EXERCISE REQUIREMENTS =>
Reproduce the listing below in full, swapping every occurrence of "photo" for "image" and leaving all other text unchanged. Omit the picture placeholders from your answer.

Coordinate annotation entries:
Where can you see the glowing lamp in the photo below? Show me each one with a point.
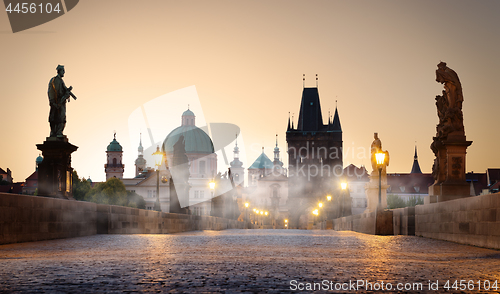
(343, 185)
(380, 158)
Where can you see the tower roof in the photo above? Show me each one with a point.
(310, 118)
(114, 146)
(188, 113)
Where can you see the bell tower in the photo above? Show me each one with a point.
(114, 167)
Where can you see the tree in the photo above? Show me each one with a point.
(80, 187)
(110, 192)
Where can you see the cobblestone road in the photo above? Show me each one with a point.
(251, 261)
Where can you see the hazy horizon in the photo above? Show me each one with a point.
(377, 59)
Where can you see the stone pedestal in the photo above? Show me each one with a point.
(449, 170)
(371, 190)
(55, 173)
(384, 222)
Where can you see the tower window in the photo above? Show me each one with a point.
(202, 167)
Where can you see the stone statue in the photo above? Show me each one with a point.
(375, 148)
(449, 105)
(58, 95)
(450, 144)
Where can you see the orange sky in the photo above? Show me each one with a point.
(246, 59)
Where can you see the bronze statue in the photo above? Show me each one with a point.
(58, 95)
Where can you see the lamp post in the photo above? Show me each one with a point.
(316, 213)
(343, 185)
(211, 184)
(380, 158)
(158, 156)
(246, 208)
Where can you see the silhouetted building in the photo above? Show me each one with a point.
(6, 175)
(314, 156)
(415, 169)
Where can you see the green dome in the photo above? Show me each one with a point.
(188, 113)
(195, 139)
(114, 146)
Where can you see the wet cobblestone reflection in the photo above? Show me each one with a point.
(251, 261)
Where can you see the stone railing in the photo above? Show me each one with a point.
(30, 218)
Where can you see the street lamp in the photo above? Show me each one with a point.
(246, 208)
(380, 158)
(158, 156)
(343, 185)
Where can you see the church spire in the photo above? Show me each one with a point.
(415, 169)
(277, 161)
(336, 120)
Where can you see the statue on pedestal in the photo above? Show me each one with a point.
(449, 145)
(55, 172)
(58, 95)
(449, 105)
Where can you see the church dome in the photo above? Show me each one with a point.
(188, 113)
(195, 139)
(114, 146)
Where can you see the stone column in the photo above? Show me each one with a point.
(55, 173)
(450, 170)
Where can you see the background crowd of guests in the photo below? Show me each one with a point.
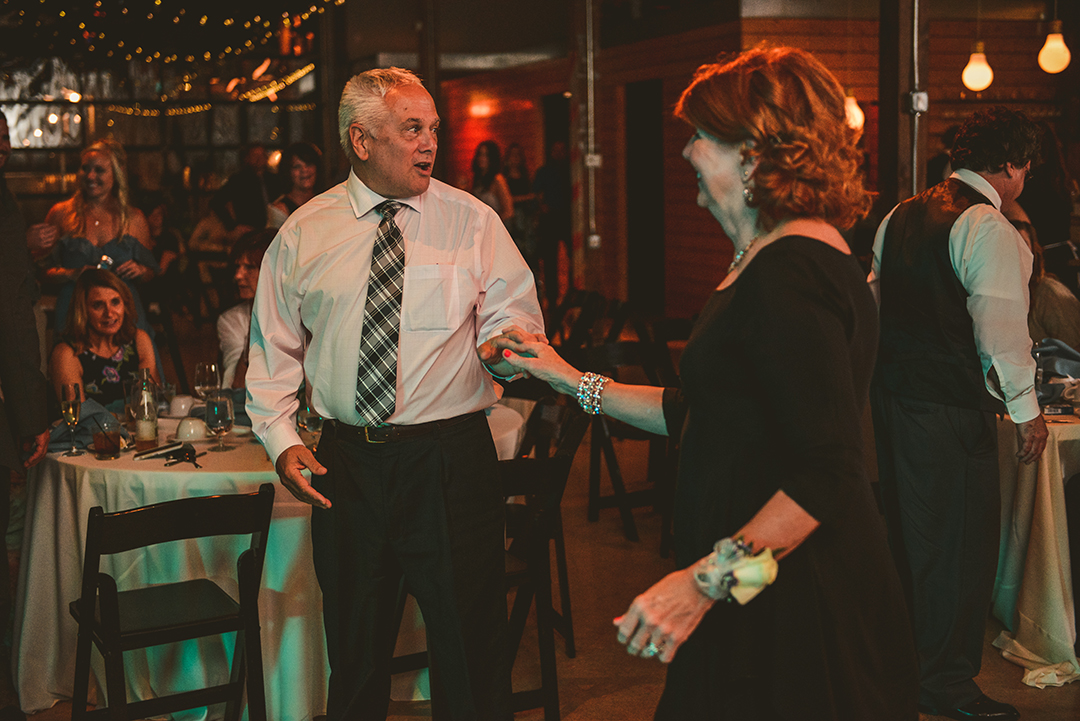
(782, 179)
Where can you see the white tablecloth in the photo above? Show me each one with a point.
(1033, 594)
(62, 491)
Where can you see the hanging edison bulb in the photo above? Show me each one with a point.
(977, 75)
(1054, 55)
(854, 114)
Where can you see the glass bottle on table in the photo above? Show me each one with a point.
(145, 405)
(70, 407)
(219, 416)
(207, 379)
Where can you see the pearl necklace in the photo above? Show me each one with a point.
(740, 255)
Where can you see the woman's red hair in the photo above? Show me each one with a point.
(788, 110)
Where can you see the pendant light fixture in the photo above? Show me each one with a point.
(1054, 55)
(977, 75)
(852, 112)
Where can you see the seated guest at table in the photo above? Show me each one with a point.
(376, 296)
(102, 348)
(234, 324)
(488, 184)
(1054, 311)
(301, 164)
(778, 167)
(99, 228)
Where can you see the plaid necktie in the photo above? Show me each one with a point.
(377, 377)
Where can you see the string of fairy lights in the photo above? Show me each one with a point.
(152, 30)
(196, 33)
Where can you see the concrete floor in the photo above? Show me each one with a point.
(603, 682)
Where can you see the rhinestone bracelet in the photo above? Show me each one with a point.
(733, 571)
(590, 389)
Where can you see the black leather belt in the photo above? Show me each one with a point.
(389, 434)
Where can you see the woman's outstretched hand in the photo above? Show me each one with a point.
(490, 352)
(661, 619)
(540, 361)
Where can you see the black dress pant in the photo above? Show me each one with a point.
(937, 467)
(430, 509)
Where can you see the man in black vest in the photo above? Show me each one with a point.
(950, 275)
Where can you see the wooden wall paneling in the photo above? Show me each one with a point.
(692, 266)
(503, 106)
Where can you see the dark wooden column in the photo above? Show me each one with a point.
(902, 70)
(428, 45)
(331, 76)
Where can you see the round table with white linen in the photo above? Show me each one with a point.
(61, 492)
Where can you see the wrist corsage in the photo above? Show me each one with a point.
(734, 571)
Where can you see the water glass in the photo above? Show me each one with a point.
(219, 416)
(207, 379)
(70, 406)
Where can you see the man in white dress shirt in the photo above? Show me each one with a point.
(414, 492)
(952, 281)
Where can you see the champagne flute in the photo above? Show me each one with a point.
(219, 416)
(206, 379)
(70, 405)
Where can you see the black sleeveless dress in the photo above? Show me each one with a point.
(103, 378)
(775, 378)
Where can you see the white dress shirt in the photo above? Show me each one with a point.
(994, 264)
(232, 327)
(464, 282)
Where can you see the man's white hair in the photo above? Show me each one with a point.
(363, 100)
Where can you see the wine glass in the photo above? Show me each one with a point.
(206, 379)
(309, 420)
(219, 416)
(70, 404)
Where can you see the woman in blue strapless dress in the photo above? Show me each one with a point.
(99, 228)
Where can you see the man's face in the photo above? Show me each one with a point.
(396, 161)
(4, 141)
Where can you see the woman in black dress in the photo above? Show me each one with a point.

EXERCISE RESULT =>
Where can you see the glowing lamp in the image below? Show me each one with a point.
(343, 185)
(380, 158)
Where can you see the tower roof in the image above? Show me each one with a point.
(310, 118)
(114, 146)
(188, 113)
Where can you see the bell tower in the image above? Show me each one with a point.
(114, 167)
Where can you see the tree in the image above? Show me each one with a point.
(80, 187)
(110, 192)
Where can you see the cobblestone road in the image above? Show me each one with a point.
(251, 261)
Where can you see the hazy horizon in the image above? Show me each one with a point.
(377, 59)
Where can you see the stone pedestal in the image above? Show me each one with a point.
(449, 170)
(371, 190)
(55, 173)
(384, 222)
Where can you see the tower window in the image above? Show me each one with a point.
(202, 167)
Where can you see the stone statue in the image above? Show me each one with a point.
(375, 148)
(449, 105)
(58, 95)
(450, 144)
Where can you see the orange sky in the image above? Show me each one with a point.
(246, 59)
Where can you see the bronze statue in the image above? Show me each one with a point.
(58, 95)
Where can you see the lamp post in the image above? Show me each one with a point.
(316, 213)
(343, 185)
(211, 184)
(380, 158)
(158, 156)
(246, 208)
Where can you see the silhouetted building in the image above? Show me each one with a point.
(6, 175)
(314, 156)
(415, 169)
Where can you see the green dome in the image above? Show me each one with a point.
(188, 113)
(195, 139)
(114, 146)
Where can you see the wet cobblestone reflection in the image above? Show me each one with a point.
(251, 261)
Where can you see the stone railing in the image above? Show me each one with a point.
(30, 218)
Where can you see the street lamp in the image above? Show me each one with a point.
(246, 208)
(380, 158)
(158, 156)
(343, 185)
Where can you see the church spire in the image above? Show me each one with a point.
(415, 169)
(277, 161)
(336, 120)
Where can you see the statue on pedestal in the image above? Show me each one with a point.
(449, 145)
(55, 172)
(58, 95)
(449, 105)
Where can you see the church dome in the image above? Show me each one with a point.
(188, 113)
(195, 139)
(114, 146)
Where can you see the stone column in the image above? Show me each one with a point.
(55, 173)
(450, 170)
Where can you see the background crowd of guests in the image below? Show me each one with a point.
(782, 179)
Where can you see the white tablecloth in the image above? Show me each one with a point.
(1033, 594)
(62, 491)
Where can you see the hanging edison bulb in the image above? Show me each one with a point.
(977, 75)
(1054, 55)
(854, 114)
Where can you see the glass bottle on table in the image above? Show me each one with a point.
(145, 405)
(70, 407)
(219, 416)
(207, 379)
Where can you see the pearl necklace in the image above? Show me each one with a point.
(740, 255)
Where can you see the woman's red hair in the image above? Show me each one with a point.
(788, 110)
Where can you see the pendant light fixture in the image above? Show me each one with a point.
(1054, 55)
(977, 75)
(852, 112)
Where can you see the seated guest at table in the image above? Show me each one with a point.
(376, 296)
(102, 348)
(234, 324)
(488, 184)
(1054, 311)
(301, 164)
(778, 167)
(99, 228)
Where can you see the plaid necktie in the image above? Show me each one with a point.
(377, 377)
Where can you see the string of fairy lights in the image above? Show me each one with a point.
(152, 30)
(196, 33)
Where can you see the concrete floor in the image above? Show me each one with a point.
(603, 682)
Where can you see the rhinestone bracelet in the image above? Show me each one with a point.
(733, 571)
(590, 389)
Where can you see the black leather belt in the image above? Show me each one with a point.
(389, 434)
Where can you see the woman's outstretched hand in the image above? Show me each one with a point.
(490, 352)
(661, 619)
(540, 361)
Where can you see the black dress pant in the image above? Show me each one with a point.
(937, 467)
(430, 509)
Where can you see the man in black vest in the image above? Show me each one with a point.
(950, 275)
Where can you see the wooden wall paneling in the image above? Show me each one with a point.
(692, 266)
(503, 106)
Where can you see the dark wooden column in the image above? Show me each one with a point.
(902, 70)
(428, 45)
(331, 76)
Where can you see the round table with white linen in the image above? Show me each one with a point.
(61, 492)
Where can you see the wrist corsage in the image above? Show me each one with a point.
(734, 571)
Where can you see the water glass in the image above? Show me each one with a point.
(219, 416)
(207, 379)
(70, 406)
Where can you see the man in white dress shirt in the image above? Show me each one with a point.
(414, 492)
(952, 281)
Where can you see the champagne flute in the image above? Show me each one with a point.
(219, 416)
(206, 379)
(70, 405)
Where can you see the black sleeveless dress in the image above? Show me each one with a point.
(103, 378)
(775, 378)
Where can you see the white dress shirt in the image above? Show me each one with a point.
(994, 264)
(232, 327)
(464, 282)
Where can you see the man's white hair in the image above? Show me each one with a point.
(363, 100)
Where can you see the wine glass in the image above? Show me each one with a point.
(206, 379)
(309, 420)
(219, 416)
(70, 404)
Where can you see the woman in blue strapless dress in the image above? Show me each one with a point.
(99, 228)
Where can you see the man's face in the image above? Show me each one with a point.
(396, 161)
(4, 141)
Where can you see the woman in black dress in the image above? Show me each one with a point.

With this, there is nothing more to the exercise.